• CHALLENGE
Can you update the data starting at the line containing "Target = deck railing" and ending at the end of the data, replacing "tuples" with "pairs" and leaving everything else unchanged?

##### DATA

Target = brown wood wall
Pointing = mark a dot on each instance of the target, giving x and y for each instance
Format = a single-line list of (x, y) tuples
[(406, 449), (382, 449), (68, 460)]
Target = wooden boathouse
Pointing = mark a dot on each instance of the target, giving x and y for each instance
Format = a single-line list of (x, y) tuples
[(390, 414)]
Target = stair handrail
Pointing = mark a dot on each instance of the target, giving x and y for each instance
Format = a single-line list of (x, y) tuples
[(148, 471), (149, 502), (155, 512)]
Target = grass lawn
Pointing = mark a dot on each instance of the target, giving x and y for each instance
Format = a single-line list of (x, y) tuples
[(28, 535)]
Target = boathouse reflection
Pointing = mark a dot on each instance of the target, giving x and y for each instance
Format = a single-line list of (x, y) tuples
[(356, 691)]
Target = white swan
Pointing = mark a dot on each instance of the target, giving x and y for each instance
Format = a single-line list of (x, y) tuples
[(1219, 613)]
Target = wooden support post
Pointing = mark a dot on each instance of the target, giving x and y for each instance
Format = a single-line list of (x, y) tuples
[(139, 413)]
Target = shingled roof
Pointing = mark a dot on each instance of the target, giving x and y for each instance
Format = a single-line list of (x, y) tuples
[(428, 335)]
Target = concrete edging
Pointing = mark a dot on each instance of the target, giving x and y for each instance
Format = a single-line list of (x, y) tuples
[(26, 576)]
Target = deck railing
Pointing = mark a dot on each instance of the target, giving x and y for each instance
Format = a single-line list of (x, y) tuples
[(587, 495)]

##########

• ANSWER FOR THE TASK
Target = deck railing
Pointing = mark a dot on each instance of the target, giving x and y for each instance
Format = a single-line list of (x, y) pairs
[(587, 495)]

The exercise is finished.